EXTRACT:
Today’s been a moneythought day. As with many things I finally bother to write about, the thought has been percolating for a while now, but today has been particularly precise in its issues and revelations in regards to money. I almost have the urge to do a This American Life episode about it, but I hear they have the issue well in hand.
The background: I don’t have money. Didn’t come from money, grew up with a mandate to make money–live better than the parents. My dad had money for a while, with a particularly good job, but times change. I’ve had a chance to see how people with money live, and have thought about it plenty, especially as my slacker side fights with my driven side to make something. What does it really mean to have money? To make money? To inherit it? Win it? How much of a space does it have to occupy? And what can you do with only a little of it?

RECORDED DATA:
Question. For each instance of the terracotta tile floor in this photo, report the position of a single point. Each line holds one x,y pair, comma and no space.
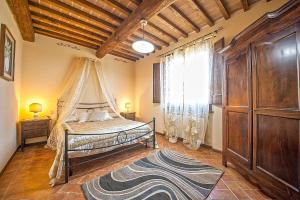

TO-DO LIST:
1. In the essay about money, what let the writer's father have money for a while?
2. Write the next paragraph of the essay about money, picking up after its last sentence.
The material plays no part in what follows.

ANSWERS FOR THE TASKS:
1. He had a particularly good job.

2.
The latter I’ve gotten good at. Big bills mean a small petty cash fund, but between the help of parents and sharp eyes on behalf of my roommate and myself, we’ve managed to put together a nice house. I maintain my car, buy sharp looking clothes for cheap, and have learned how to maintain stuff. I’m not the best, and sometimes I get pretty slack, but it works. That said, I know that I won’t get the major lifestyle changes I want (like not having to worry about people or things breaking, retirement funds, etc) until I elevate my game. These things circulate through my mind daily, hourly even. Today had decided to give me some underlines, liner notes, and punctuations for those thoughts.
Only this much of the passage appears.